ACTION ITEM:
Check every line below for the string "flower". Copy the ones that have it.

RECORDS FOR THIS TASK:
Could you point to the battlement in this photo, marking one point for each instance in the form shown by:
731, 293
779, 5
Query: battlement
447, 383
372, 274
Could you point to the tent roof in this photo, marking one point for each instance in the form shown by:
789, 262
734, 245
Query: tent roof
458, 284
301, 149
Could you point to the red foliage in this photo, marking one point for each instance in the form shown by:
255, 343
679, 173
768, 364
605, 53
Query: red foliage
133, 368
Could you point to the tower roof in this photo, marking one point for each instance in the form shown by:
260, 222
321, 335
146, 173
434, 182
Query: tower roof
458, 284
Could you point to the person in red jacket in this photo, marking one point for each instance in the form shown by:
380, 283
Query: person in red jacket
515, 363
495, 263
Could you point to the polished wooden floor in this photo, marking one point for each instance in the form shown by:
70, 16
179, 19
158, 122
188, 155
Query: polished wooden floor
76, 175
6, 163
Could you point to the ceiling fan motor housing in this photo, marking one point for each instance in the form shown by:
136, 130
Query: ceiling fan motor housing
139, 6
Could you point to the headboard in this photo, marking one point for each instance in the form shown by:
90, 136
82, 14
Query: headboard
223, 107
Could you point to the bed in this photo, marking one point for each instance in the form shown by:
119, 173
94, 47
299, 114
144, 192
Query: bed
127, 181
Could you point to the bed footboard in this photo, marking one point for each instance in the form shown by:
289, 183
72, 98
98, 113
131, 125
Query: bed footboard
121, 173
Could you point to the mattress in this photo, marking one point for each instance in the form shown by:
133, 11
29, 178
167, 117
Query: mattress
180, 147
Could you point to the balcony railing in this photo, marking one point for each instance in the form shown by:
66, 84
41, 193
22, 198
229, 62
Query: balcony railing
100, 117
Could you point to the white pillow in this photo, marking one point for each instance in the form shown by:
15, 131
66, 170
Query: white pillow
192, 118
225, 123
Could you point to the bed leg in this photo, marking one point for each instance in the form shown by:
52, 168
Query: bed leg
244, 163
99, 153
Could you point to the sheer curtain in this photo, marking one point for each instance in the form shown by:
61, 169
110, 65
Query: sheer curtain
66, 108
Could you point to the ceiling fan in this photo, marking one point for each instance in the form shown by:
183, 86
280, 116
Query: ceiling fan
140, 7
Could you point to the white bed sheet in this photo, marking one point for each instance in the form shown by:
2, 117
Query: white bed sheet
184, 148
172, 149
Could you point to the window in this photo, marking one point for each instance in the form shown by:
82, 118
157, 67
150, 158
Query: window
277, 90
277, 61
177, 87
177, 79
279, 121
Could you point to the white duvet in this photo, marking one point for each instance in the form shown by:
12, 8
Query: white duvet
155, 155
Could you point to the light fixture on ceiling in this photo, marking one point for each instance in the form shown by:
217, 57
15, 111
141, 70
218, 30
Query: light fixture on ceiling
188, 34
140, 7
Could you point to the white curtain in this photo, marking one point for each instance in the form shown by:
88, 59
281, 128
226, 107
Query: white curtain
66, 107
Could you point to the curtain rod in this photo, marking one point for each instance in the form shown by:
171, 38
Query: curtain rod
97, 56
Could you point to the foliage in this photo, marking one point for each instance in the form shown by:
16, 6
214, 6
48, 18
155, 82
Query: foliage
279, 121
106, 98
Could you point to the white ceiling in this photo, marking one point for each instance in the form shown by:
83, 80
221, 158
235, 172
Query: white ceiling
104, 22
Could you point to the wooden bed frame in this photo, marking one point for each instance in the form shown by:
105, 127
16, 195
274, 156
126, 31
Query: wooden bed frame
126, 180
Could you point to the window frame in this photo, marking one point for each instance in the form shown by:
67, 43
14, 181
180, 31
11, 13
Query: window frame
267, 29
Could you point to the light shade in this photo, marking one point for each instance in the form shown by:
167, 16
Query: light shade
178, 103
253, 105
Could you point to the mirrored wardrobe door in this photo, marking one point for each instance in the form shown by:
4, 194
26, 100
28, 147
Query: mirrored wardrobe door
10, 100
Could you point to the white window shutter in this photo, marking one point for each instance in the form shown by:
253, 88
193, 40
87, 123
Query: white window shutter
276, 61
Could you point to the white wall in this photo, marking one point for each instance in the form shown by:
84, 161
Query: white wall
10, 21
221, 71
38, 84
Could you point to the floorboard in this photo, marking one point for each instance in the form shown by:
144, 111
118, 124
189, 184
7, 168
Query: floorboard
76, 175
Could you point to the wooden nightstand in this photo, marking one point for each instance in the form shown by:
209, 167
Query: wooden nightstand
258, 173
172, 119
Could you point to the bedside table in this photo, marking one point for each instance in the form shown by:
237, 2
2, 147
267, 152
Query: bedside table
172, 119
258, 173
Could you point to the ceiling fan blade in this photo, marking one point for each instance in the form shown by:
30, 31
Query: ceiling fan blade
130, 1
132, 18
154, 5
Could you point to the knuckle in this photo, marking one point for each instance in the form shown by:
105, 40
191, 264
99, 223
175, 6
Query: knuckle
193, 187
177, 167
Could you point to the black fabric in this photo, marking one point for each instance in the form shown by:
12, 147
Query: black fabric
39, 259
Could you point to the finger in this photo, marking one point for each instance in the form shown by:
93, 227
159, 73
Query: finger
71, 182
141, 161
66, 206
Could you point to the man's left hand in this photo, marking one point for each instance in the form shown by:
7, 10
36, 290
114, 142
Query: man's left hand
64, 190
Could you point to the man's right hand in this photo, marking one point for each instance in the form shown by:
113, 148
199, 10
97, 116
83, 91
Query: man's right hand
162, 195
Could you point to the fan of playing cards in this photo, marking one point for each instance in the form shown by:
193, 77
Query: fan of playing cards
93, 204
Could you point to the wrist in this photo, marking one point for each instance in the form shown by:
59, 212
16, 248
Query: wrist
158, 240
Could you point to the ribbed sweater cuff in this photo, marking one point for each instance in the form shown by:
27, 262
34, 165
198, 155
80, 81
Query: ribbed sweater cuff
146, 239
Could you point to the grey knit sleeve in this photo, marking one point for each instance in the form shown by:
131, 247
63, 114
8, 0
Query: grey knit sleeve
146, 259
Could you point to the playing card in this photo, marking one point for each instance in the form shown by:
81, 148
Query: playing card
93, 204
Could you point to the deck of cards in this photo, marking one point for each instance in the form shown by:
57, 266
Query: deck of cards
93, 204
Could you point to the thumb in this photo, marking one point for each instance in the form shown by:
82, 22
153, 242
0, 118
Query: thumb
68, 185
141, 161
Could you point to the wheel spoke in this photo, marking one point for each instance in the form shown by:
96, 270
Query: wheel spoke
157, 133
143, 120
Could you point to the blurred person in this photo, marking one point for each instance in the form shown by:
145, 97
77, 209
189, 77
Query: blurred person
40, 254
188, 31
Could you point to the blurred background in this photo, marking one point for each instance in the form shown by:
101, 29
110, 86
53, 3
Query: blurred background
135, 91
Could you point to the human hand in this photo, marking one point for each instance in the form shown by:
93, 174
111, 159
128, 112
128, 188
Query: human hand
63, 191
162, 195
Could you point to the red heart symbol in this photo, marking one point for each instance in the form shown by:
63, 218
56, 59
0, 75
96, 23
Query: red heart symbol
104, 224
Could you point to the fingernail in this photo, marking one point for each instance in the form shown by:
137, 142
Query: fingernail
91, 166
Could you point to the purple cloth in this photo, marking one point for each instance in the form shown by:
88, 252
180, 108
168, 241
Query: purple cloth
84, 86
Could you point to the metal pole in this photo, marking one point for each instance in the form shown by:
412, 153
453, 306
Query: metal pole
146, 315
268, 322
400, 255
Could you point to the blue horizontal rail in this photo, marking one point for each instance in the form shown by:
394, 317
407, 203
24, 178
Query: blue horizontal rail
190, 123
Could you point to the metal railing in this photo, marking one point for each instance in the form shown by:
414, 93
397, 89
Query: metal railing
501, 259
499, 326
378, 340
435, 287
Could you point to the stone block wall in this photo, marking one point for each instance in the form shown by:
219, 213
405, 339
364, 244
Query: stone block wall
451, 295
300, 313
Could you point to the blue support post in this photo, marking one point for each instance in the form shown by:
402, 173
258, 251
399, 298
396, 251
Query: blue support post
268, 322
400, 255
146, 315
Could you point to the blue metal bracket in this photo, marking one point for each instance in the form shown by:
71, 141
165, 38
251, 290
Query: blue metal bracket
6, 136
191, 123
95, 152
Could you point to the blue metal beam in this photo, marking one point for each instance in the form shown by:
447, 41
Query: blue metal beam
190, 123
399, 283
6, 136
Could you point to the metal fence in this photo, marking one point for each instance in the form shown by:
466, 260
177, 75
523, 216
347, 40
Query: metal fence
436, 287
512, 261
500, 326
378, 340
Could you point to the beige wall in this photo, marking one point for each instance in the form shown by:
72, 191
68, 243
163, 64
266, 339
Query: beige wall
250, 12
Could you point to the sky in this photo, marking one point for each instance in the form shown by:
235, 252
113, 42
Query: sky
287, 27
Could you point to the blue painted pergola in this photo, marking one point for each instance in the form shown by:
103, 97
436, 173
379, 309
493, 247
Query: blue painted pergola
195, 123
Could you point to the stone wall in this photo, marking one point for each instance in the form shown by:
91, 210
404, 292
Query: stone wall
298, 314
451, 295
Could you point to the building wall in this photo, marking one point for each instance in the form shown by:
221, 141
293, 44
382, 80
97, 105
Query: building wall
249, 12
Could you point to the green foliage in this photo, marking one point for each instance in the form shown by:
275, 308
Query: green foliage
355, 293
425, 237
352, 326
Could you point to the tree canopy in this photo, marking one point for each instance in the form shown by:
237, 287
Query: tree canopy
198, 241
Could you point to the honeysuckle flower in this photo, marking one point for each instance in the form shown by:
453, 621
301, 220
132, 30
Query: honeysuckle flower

SOLUTION TO THE EXERCISE:
Could you point to the honeysuckle flower in this photo, marking one point for each instance in the form shown by:
Query: honeysuckle flower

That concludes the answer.